Brief> Recast everything from the start of the items below down to the line containing "(625, 404), (671, 443)" as a Markdown table with the columns Row and Line, one line per row and no blank lines. Leave the pictures out of the table.

++++++++

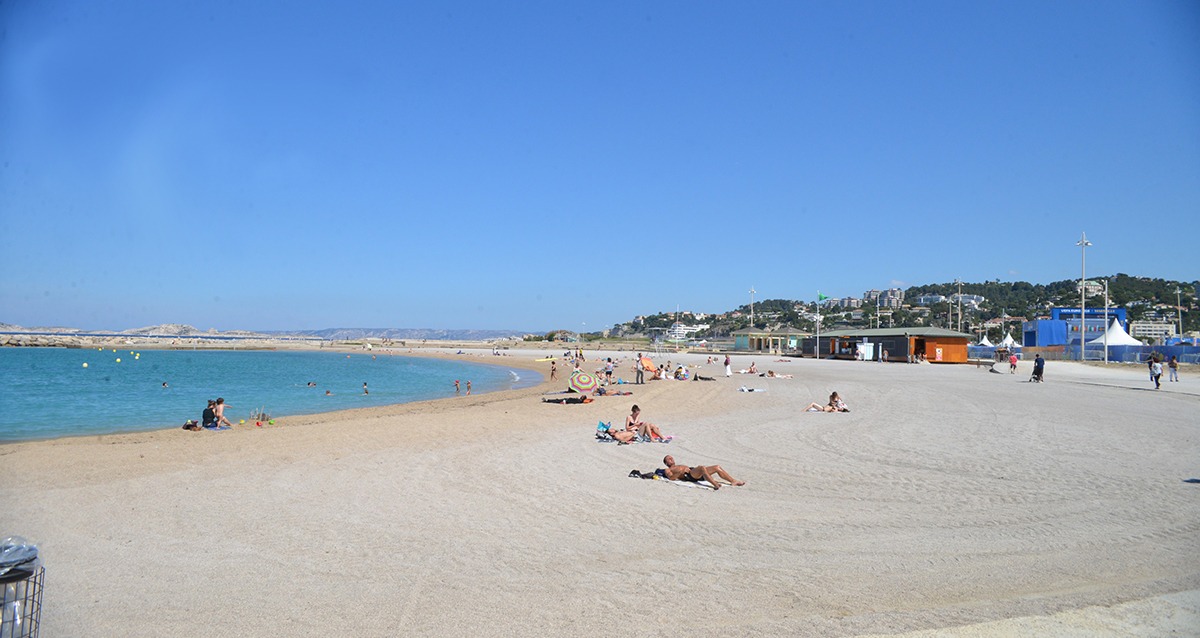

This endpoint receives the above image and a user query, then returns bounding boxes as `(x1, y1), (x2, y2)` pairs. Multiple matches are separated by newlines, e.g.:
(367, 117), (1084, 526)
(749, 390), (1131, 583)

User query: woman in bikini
(804, 392), (850, 413)
(625, 404), (671, 443)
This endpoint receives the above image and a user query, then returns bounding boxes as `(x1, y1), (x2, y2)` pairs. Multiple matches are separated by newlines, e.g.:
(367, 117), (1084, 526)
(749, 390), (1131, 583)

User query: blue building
(1021, 307), (1129, 348)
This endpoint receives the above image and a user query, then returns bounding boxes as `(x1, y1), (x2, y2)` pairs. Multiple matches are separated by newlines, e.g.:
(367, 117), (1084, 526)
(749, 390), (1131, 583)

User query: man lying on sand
(662, 455), (746, 489)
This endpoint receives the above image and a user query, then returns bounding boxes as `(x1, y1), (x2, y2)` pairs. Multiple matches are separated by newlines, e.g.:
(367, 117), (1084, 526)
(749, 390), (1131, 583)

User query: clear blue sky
(0, 0), (1200, 331)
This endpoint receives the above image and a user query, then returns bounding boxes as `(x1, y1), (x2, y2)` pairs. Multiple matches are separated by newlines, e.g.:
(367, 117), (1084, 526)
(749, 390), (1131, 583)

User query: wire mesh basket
(0, 565), (46, 638)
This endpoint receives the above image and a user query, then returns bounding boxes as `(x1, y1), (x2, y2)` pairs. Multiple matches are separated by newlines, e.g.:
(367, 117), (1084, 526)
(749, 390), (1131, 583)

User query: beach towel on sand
(629, 468), (716, 489)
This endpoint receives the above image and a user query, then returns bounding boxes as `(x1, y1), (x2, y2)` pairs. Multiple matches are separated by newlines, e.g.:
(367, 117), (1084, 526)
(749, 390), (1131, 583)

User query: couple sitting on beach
(804, 392), (850, 413)
(200, 397), (233, 429)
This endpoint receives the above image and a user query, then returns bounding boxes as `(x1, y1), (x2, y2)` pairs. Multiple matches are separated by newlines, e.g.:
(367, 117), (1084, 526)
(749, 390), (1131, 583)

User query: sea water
(0, 348), (541, 441)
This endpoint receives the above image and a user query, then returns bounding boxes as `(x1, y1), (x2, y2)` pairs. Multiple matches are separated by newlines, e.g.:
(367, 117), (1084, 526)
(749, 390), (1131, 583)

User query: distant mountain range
(0, 323), (526, 341)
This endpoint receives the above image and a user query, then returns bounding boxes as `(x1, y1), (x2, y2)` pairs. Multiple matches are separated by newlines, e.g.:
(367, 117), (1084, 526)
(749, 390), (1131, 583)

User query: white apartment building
(1129, 321), (1175, 343)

++++++++

Solution for this problem>
| Row | Line |
|---|---|
| 1 | This endpoint receives the above image and a user query, then returns bounding boxes as `(x1, y1), (x2, y2)` pairs. Multiple matches are separated by newlines, e.g.: |
| 2 | (367, 117), (1084, 526) |
| 3 | (749, 390), (1131, 583) |
| 4 | User query: woman in bikini |
| 5 | (804, 392), (850, 413) |
| 6 | (625, 404), (671, 443) |